• [Trecho do texto]
_ _ _ _ _

Um homem não tem permissão para desfazer seu casamento por um motivo qualquer. Ao declarar isto, o Senhor Jesus confirmou o entendimento da escola de Shammai, não mediante uma discussão das suas teses, mas mediante o ensino da Palavra de Deus, assim usando da Sua grande sabedoria.
Mas os fariseus não se deram por contentes: se este era o princípio determinante, porque então Moisés admitiu o divórcio, ao ordenar que o homem desse uma certidão de divórcio à mulher e a mandasse embora? Ler Deuteronômio 24:1-4.
É de se notar que quando Deus estabeleceu aquele princípio para Adão e Eva, eles eram inocentes: o pecado ainda não havia manchado a sua existência. Depois de terem desobedecido a Deus, eles foram expulsos da Sua presença, e a perfeição inicial foi maculada. Surgiu o pecado em todas suas formas: homicídio, mentira, corrupção moral, etc.
Deus deu a Sua lei através de Moisés, depois de tirar o povo da escravidão do Egito, para, entre outras coisas, instruí-lo em Seus caminhos e mostrar o pecado em que estavam envolvidos.

_ _ _ _ _

• [Extratos das linhas]
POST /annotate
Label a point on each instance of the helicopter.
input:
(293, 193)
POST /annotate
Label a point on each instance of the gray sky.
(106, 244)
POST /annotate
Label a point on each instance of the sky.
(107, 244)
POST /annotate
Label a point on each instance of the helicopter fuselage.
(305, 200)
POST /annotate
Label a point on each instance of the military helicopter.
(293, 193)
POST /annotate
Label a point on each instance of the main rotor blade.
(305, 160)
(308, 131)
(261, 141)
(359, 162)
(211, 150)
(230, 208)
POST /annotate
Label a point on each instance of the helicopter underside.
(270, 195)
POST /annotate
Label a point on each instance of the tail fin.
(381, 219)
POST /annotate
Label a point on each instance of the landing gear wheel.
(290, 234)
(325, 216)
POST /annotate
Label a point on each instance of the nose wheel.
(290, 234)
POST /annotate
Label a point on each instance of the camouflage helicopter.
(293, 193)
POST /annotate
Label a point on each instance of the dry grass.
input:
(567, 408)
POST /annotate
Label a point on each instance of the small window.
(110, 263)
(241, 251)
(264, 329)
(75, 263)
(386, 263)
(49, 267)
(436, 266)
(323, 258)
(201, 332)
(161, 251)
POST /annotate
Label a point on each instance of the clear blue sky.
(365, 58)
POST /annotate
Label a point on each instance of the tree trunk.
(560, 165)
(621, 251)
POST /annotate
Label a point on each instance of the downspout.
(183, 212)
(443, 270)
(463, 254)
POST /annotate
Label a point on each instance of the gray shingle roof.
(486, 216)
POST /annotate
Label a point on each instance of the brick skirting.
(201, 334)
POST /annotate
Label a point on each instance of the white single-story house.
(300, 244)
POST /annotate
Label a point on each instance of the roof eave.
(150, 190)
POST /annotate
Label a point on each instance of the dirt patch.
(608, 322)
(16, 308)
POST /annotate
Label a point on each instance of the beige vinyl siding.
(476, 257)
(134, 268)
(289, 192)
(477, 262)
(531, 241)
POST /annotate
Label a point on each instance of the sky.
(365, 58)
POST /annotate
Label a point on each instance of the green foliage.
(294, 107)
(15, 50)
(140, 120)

_ _ _ _ _

• [O que se pede]
1. Liste todas as formas de pecado enumeradas no texto sobre o divórcio.
2. Substitua "fariseus" por "escribas" no trecho do texto sobre o divórcio que começa com "Um homem não" e termina com "corrupção moral, etc.", e transcreva esse trecho com a troca feita.
As linhas não têm nenhum papel nesta atividade.

• [Respostas esperadas]
1. homicídio, mentira, corrupção moral

2.
Um homem não tem permissão para desfazer seu casamento por um motivo qualquer. Ao declarar isto, o Senhor Jesus confirmou o entendimento da escola de Shammai, não mediante uma discussão das suas teses, mas mediante o ensino da Palavra de Deus, assim usando da Sua grande sabedoria.
Mas os escribas não se deram por contentes: se este era o princípio determinante, porque então Moisés admitiu o divórcio, ao ordenar que o homem desse uma certidão de divórcio à mulher e a mandasse embora? Ler Deuteronômio 24:1-4.
É de se notar que quando Deus estabeleceu aquele princípio para Adão e Eva, eles eram inocentes: o pecado ainda não havia manchado a sua existência. Depois de terem desobedecido a Deus, eles foram expulsos da Sua presença, e a perfeição inicial foi maculada. Surgiu o pecado em todas suas formas: homicídio, mentira, corrupção moral, etc.